STORED ROWS:
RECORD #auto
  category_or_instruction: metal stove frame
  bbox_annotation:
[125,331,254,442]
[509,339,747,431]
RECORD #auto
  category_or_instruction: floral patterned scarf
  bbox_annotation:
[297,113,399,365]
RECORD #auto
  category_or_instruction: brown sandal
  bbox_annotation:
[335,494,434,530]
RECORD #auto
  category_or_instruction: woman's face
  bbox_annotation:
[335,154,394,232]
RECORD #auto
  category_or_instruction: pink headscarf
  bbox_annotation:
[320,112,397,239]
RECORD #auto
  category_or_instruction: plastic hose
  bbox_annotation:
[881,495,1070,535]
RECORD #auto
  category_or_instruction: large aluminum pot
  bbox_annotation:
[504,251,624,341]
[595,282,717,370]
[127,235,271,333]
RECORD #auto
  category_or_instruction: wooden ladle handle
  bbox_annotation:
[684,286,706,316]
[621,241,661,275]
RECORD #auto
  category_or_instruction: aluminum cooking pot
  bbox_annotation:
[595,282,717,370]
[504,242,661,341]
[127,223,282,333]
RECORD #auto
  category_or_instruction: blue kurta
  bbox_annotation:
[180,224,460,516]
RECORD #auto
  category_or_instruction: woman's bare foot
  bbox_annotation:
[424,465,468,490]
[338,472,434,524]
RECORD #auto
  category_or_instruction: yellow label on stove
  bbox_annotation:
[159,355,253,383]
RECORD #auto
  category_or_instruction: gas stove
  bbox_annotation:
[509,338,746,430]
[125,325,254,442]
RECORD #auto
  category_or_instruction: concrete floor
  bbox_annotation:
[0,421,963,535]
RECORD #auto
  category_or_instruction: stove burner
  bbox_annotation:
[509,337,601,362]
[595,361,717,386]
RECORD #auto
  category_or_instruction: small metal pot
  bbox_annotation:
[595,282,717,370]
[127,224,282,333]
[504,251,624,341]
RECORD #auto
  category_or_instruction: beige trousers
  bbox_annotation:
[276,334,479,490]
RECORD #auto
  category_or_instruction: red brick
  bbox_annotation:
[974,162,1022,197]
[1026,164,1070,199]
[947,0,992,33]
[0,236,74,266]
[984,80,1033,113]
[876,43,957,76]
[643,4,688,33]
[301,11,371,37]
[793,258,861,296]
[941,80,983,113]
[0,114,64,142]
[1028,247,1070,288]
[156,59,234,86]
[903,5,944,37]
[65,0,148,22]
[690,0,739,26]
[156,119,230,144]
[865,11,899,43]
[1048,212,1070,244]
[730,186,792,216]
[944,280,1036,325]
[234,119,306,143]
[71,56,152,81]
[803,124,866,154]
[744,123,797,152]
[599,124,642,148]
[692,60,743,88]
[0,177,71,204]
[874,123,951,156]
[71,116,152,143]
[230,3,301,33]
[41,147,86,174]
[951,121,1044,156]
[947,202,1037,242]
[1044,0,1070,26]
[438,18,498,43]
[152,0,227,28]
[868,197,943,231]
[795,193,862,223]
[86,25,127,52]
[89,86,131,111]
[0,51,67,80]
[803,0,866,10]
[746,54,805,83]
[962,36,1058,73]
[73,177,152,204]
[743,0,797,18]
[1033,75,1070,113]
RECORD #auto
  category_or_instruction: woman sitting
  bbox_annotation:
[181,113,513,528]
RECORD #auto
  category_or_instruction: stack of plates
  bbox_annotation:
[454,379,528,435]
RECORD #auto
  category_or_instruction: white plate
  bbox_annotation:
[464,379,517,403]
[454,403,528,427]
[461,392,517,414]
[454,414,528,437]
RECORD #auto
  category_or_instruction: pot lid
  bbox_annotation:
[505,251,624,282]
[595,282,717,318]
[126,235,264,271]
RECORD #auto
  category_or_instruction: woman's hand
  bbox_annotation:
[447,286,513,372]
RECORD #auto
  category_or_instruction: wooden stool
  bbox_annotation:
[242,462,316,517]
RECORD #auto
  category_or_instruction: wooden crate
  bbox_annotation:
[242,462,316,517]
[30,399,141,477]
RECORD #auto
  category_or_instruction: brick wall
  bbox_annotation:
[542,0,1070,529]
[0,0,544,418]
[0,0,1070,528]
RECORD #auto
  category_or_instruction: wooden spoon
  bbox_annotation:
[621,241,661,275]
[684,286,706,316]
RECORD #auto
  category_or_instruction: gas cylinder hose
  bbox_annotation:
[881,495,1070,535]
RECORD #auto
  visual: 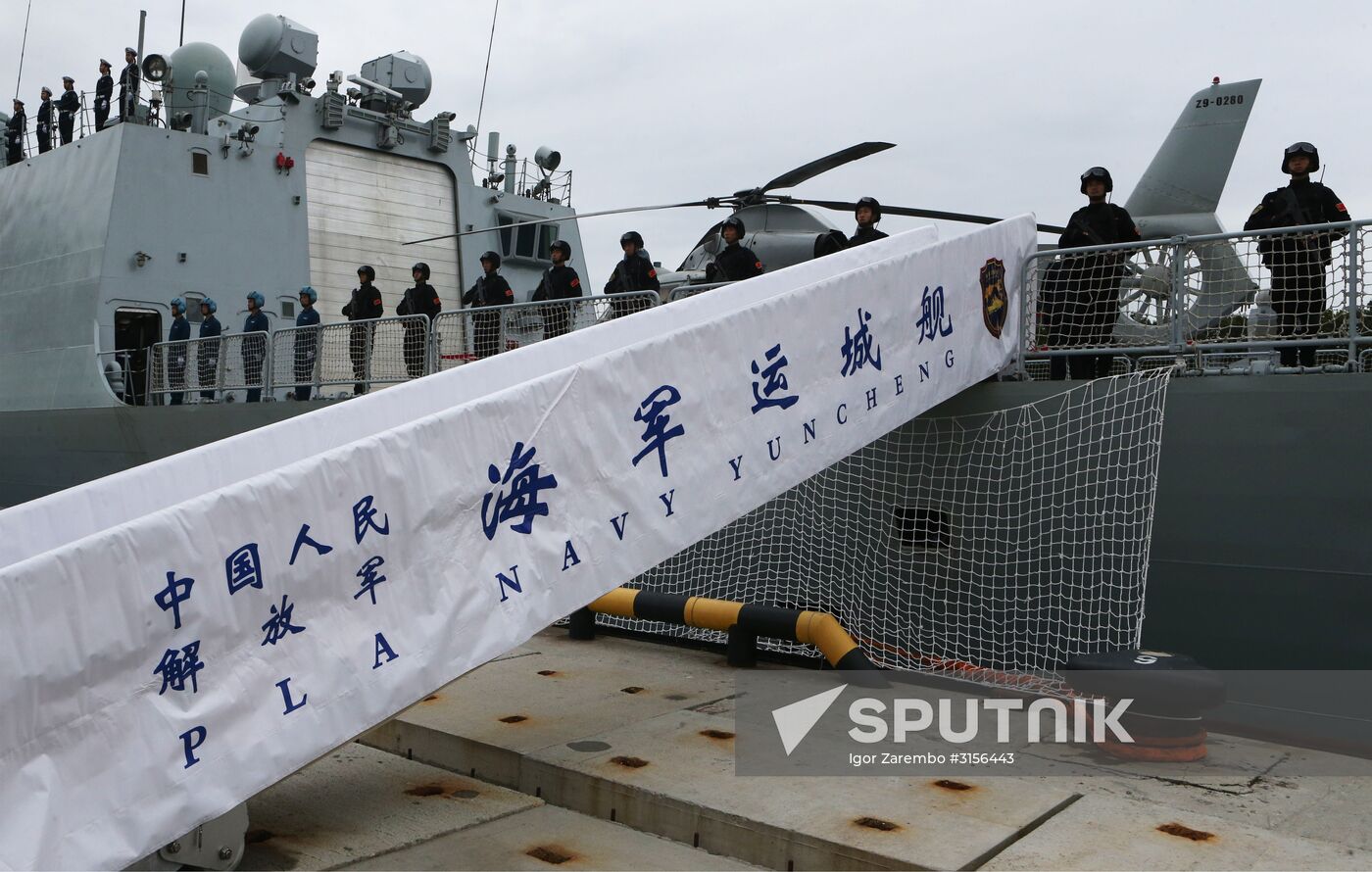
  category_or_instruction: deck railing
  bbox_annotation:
[144,291,662,405]
[1018,220,1372,377]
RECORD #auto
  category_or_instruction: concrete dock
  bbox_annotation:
[243,629,1372,871]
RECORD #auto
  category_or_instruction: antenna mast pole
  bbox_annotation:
[14,0,33,100]
[471,0,501,150]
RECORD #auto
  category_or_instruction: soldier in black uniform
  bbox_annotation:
[605,230,662,318]
[33,86,52,155]
[4,97,28,166]
[529,240,582,339]
[120,48,138,122]
[395,264,443,378]
[1040,166,1139,381]
[848,191,886,248]
[1243,143,1348,366]
[463,251,514,358]
[706,216,762,281]
[343,266,384,396]
[58,75,81,145]
[95,58,114,130]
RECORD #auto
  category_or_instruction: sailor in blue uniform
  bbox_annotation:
[33,85,52,155]
[58,75,81,145]
[95,58,114,130]
[120,48,141,122]
[196,298,223,401]
[243,291,271,403]
[4,97,28,166]
[295,285,319,401]
[168,298,191,406]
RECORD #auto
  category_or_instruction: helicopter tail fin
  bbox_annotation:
[1125,78,1262,225]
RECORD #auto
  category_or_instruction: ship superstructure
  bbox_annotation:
[0,15,580,416]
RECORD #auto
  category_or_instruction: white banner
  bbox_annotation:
[0,217,1035,868]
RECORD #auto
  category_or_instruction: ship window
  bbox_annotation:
[892,506,953,550]
[500,216,514,258]
[538,223,557,261]
[498,216,557,261]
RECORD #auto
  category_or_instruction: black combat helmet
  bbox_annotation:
[1282,143,1320,172]
[1081,166,1114,193]
[854,198,881,223]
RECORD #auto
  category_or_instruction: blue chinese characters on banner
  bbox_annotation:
[915,285,953,343]
[838,309,881,377]
[634,384,686,478]
[481,442,557,542]
[151,494,399,769]
[752,343,800,414]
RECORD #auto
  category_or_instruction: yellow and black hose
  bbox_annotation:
[572,587,877,669]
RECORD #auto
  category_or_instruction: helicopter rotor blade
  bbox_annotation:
[759,143,896,193]
[779,198,1067,233]
[401,200,719,245]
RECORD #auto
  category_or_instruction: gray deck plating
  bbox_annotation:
[351,631,1372,869]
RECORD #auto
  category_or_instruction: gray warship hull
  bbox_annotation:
[0,373,1372,669]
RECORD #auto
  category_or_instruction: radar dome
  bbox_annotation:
[164,42,237,118]
[363,52,433,106]
[239,15,319,78]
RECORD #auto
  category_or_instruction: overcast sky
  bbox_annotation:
[0,0,1372,275]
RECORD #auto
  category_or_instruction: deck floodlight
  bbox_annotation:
[534,145,563,172]
[143,55,168,82]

WRITTEN TASK:
Retype all the records shown above, character for character. Omit every picture.

RESULT:
RECORD #auto
  category_or_instruction: metal stove frame
  bbox_annotation:
[125,331,254,442]
[509,339,747,431]
RECORD #auto
  category_or_instruction: floral patterned scarf
  bbox_annotation:
[297,113,399,365]
RECORD #auto
  category_or_instruction: brown sandal
  bbox_annotation:
[335,494,434,530]
RECORD #auto
  category_or_instruction: woman's face
  bbox_annotation:
[335,154,394,232]
RECORD #auto
  category_or_instruction: pink headscarf
  bbox_annotation:
[320,112,397,239]
RECORD #auto
  category_or_instruction: plastic hose
  bbox_annotation:
[881,495,1070,535]
RECORD #auto
  category_or_instruction: large aluminum pot
  bbox_annotation:
[504,251,624,341]
[595,282,717,370]
[127,235,271,333]
RECORD #auto
  category_or_instruction: wooden ladle handle
  bbox_annotation:
[684,286,706,316]
[621,241,661,275]
RECORD #auto
  category_or_instruction: aluminum cooking pot
  bbox_annotation:
[595,282,717,370]
[504,242,661,341]
[127,223,282,333]
RECORD #auto
  category_or_instruction: blue kurta
  bbox_annotation:
[180,224,460,516]
RECORD #auto
  category_or_instruction: woman's bare foot
  bbox_annotation:
[424,465,468,490]
[338,472,434,524]
RECORD #auto
  category_or_instruction: yellow label on stove
  bbox_annotation:
[159,355,253,383]
RECORD #auto
  category_or_instruction: gas stove
  bbox_annotation:
[509,338,746,430]
[125,325,254,442]
RECORD #auto
  category_or_instruction: concrete floor
  bbox_annotation:
[0,421,963,535]
RECORD #auto
  category_or_instruction: stove burner
  bbox_annotation:
[509,337,601,362]
[595,361,717,386]
RECORD #auto
  category_or_instruction: small metal pot
  bbox_annotation:
[595,282,717,370]
[127,224,282,333]
[504,251,624,341]
RECORD #auto
  category_or_instruction: beige trousers
  bbox_annotation:
[276,334,479,490]
RECORD #auto
  category_or_instruction: red brick
  bbox_annotation:
[974,162,1022,197]
[1026,164,1070,199]
[947,0,992,33]
[0,236,74,266]
[984,80,1033,113]
[876,43,957,76]
[643,4,688,33]
[301,11,371,37]
[793,258,861,296]
[941,80,983,113]
[0,114,64,142]
[1028,247,1070,288]
[156,59,234,86]
[903,5,944,37]
[65,0,148,22]
[690,0,739,26]
[156,119,230,144]
[865,11,899,43]
[1048,212,1070,244]
[730,186,792,216]
[944,280,1036,325]
[234,119,306,143]
[71,56,152,81]
[803,124,866,154]
[744,123,797,152]
[599,124,642,148]
[692,60,743,88]
[0,177,71,204]
[874,123,951,156]
[71,116,152,143]
[230,3,301,33]
[41,147,86,174]
[951,121,1044,156]
[947,202,1037,242]
[1044,0,1070,26]
[438,18,498,43]
[152,0,227,28]
[868,197,943,231]
[795,193,862,223]
[86,25,127,52]
[89,86,131,111]
[0,51,67,80]
[803,0,866,10]
[746,54,805,83]
[962,36,1058,73]
[73,177,152,204]
[743,0,797,18]
[1033,75,1070,113]
RECORD #auto
  category_or_instruction: woman sitting
  bbox_annotation:
[181,113,513,528]
RECORD #auto
  category_or_instruction: stack of plates
  bbox_annotation:
[454,379,528,435]
RECORD #auto
  category_or_instruction: white plate
  bbox_annotation:
[464,379,517,403]
[454,403,528,427]
[461,392,517,414]
[454,414,528,437]
RECORD #auto
  category_or_instruction: pot lid
  bbox_annotation:
[505,251,624,282]
[595,282,717,318]
[126,235,264,271]
RECORD #auto
  category_or_instruction: woman's hand
  bbox_annotation:
[447,286,513,372]
RECORD #auto
  category_or_instruction: wooden stool
  bbox_annotation:
[242,462,316,517]
RECORD #auto
  category_or_instruction: wooden crate
  bbox_annotation:
[242,462,316,517]
[30,399,141,477]
RECORD #auto
  category_or_instruction: brick wall
  bbox_annotation:
[542,0,1070,529]
[0,0,544,418]
[0,0,1070,528]
RECORD #auto
  category_or_instruction: wooden spoon
  bbox_annotation:
[621,241,661,275]
[684,286,706,316]
RECORD #auto
  category_or_instruction: gas cylinder hose
  bbox_annotation:
[881,495,1070,535]
RECORD #auto
  visual: 
  category_or_instruction: deck railing
  bbox_annotation:
[144,291,662,405]
[1018,220,1372,377]
RECORD #auto
  category_or_instruction: concrete dock
  bbox_annotation:
[243,629,1372,871]
RECORD #auto
  category_or_instruction: antenna mast pole
  bbox_annotation:
[14,0,33,100]
[471,0,501,150]
RECORD #auto
  category_or_instruction: soldier in black uniform
  bbox_annotation:
[605,230,662,318]
[33,86,52,155]
[4,97,28,166]
[529,240,582,339]
[120,48,138,122]
[395,264,443,378]
[1040,166,1139,381]
[848,191,886,248]
[1243,143,1348,366]
[463,251,514,358]
[706,216,762,281]
[343,266,384,396]
[58,75,81,145]
[95,58,114,130]
RECORD #auto
  category_or_instruction: sailor in blue uniform
  bbox_annotation:
[33,85,52,155]
[58,75,81,145]
[95,58,114,130]
[120,48,141,122]
[196,298,223,401]
[243,291,271,403]
[4,97,28,166]
[295,285,319,401]
[168,298,191,406]
RECORD #auto
  category_or_instruction: helicopter tail fin
  bbox_annotation:
[1125,78,1262,225]
RECORD #auto
  category_or_instruction: ship superstructure
  bbox_annotation:
[0,15,580,416]
RECORD #auto
  category_or_instruction: white banner
  bbox_annotation:
[0,217,1035,868]
RECORD #auto
  category_or_instruction: ship window
  bbox_annotation:
[892,506,953,550]
[500,216,514,258]
[538,223,557,261]
[498,216,557,261]
RECORD #auto
  category_or_instruction: black combat helmet
  bbox_annotation:
[1282,143,1320,172]
[1081,166,1114,193]
[854,198,881,223]
RECORD #auto
  category_or_instruction: blue chinese characters on banner
  bbox_annotation:
[915,285,953,343]
[838,309,881,377]
[634,384,686,478]
[481,442,557,542]
[151,494,399,769]
[752,343,800,414]
RECORD #auto
  category_or_instruction: yellow and black hose
  bbox_annotation:
[572,587,877,669]
RECORD #auto
  category_or_instruction: helicopter rotor blade
  bbox_annotation:
[759,143,896,193]
[779,198,1067,233]
[401,200,719,245]
RECORD #auto
  category_or_instruction: gray deck plating
  bbox_annotation:
[351,631,1372,869]
RECORD #auto
  category_or_instruction: gray warship hull
  bbox_annotation:
[0,373,1372,669]
RECORD #auto
  category_or_instruction: radar dome
  bbox_annotation:
[164,42,237,118]
[363,52,433,106]
[239,15,319,78]
RECORD #auto
  category_or_instruction: overcast sky
  bbox_annotation:
[0,0,1372,275]
RECORD #auto
  category_or_instruction: deck floodlight
  bbox_annotation:
[534,145,563,172]
[143,55,168,82]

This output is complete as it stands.